Source text »
:::::

This will be my sixth season of growing vegetables. I am trying to grow most of the vegetables I eat, year round, in the very small back yard of a house that is smack dab in the middle of a hillbilly town in upstate New York. Last year was my first year trying to preserve some of the food I had grown myself. My original motivation for growing my own foodstuffs was that I could see the writing on the wall, and knew those of us who could produce our own foods were more likely to not die of starvation when the NWO plans came to fruition, which will be soon by the likes of it. In other words, I'm a bit of a prepper. If it comes to hiding out in a shack in the woods somewhere to survive, I'll be a goner. But if we can remain in our homes, I've gotten this one well outfitted and stocked for me to survive.
One of the prepper preparedness people I follow here suggested that we begin to eat the foods we have stored, in order to determine if we could actually live on the stuff. This I have begun to do. In two short weeks of trying to live almost exclusively on the foods I have stored, I've learned a tremendous amount, the most important of which is:
One cannot live on pickles alone.
I am already sick of pickles: cucumber pickles, beet pickles, watermelon rind pickles - yuck! I'll can half as many pickles next year, or better yet, have half of the pickles from this year left over for next year so that I won't have to can any pickles at all. The problem with that is that this year's pickles, my first ever, are all pretty bad. Edible, but just barely. Too much vinegar!
I'll be adding pressure canning to this year's learning curve, so that not everything I have in my cupboard is made with either vinegar or sugar, sometimes even both.
I'm already out of my own onions, potatoes, and cabbage, so I'll up the amounts of those that I plant next year, and have two varieties of each as well. Thankfully, the hills around here are teeming with excellent farmers, who supply me with splendid vegetables, honey, maple syrup, meats, poultry, dairy products and eggs. As long as I can continue to get foods from them, I should want for nothing.

:::::

[Stored data entries]
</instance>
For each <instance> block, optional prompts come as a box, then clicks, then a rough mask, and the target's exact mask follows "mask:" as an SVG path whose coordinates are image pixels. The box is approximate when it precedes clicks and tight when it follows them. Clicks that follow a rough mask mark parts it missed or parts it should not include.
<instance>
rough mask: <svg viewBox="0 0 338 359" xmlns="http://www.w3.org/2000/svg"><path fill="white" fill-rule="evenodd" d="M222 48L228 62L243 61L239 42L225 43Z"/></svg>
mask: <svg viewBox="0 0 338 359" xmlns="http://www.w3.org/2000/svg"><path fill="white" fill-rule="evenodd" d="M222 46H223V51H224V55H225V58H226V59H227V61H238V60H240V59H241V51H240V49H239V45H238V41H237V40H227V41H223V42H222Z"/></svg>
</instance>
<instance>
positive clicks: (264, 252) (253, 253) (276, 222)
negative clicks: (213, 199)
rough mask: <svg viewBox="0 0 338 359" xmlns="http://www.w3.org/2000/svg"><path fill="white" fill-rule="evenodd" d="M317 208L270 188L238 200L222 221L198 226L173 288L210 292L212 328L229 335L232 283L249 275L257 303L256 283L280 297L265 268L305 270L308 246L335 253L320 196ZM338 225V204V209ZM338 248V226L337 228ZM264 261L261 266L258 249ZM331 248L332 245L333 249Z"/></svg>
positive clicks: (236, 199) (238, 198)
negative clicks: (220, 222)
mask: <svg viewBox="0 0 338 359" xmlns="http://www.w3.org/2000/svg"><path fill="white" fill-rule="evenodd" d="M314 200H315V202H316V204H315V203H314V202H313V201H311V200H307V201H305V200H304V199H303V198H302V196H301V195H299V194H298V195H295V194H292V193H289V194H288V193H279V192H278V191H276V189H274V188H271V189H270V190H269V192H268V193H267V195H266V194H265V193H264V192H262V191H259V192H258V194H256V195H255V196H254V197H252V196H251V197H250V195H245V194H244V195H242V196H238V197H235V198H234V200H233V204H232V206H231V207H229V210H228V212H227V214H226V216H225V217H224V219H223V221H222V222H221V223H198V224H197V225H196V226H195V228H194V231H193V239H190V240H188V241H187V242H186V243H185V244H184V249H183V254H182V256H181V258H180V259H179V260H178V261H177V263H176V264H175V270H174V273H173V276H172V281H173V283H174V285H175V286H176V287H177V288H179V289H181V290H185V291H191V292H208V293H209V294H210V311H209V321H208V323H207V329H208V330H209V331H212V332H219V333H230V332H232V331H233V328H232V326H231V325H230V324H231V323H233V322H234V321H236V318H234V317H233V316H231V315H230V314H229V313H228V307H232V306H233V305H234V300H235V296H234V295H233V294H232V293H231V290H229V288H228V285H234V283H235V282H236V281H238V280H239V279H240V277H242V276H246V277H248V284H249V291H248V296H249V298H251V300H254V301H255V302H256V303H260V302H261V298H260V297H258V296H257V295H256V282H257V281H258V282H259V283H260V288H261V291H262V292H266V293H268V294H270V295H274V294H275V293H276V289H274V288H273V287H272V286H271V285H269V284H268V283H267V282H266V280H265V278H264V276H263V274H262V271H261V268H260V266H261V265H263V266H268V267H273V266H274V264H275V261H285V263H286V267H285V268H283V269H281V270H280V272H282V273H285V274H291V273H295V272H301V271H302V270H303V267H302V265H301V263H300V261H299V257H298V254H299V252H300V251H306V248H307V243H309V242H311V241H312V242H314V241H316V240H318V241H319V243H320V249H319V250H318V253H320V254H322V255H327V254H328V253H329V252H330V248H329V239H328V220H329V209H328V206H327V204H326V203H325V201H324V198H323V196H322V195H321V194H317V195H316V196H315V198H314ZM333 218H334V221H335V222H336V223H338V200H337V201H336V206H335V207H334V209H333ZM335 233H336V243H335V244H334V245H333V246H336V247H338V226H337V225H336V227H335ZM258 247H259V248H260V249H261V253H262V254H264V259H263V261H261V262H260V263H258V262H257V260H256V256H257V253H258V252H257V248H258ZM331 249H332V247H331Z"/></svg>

:::::

Could you update the passage on stored foods from "I am already" up to and including "Too much vinegar!", putting "green tomato" in place of "watermelon rind"? These entries have no connection to the passage on stored foods.

Answer to this task »
I am already sick of pickles: cucumber pickles, beet pickles, green tomato pickles - yuck! I'll can half as many pickles next year, or better yet, have half of the pickles from this year left over for next year so that I won't have to can any pickles at all. The problem with that is that this year's pickles, my first ever, are all pretty bad. Edible, but just barely. Too much vinegar!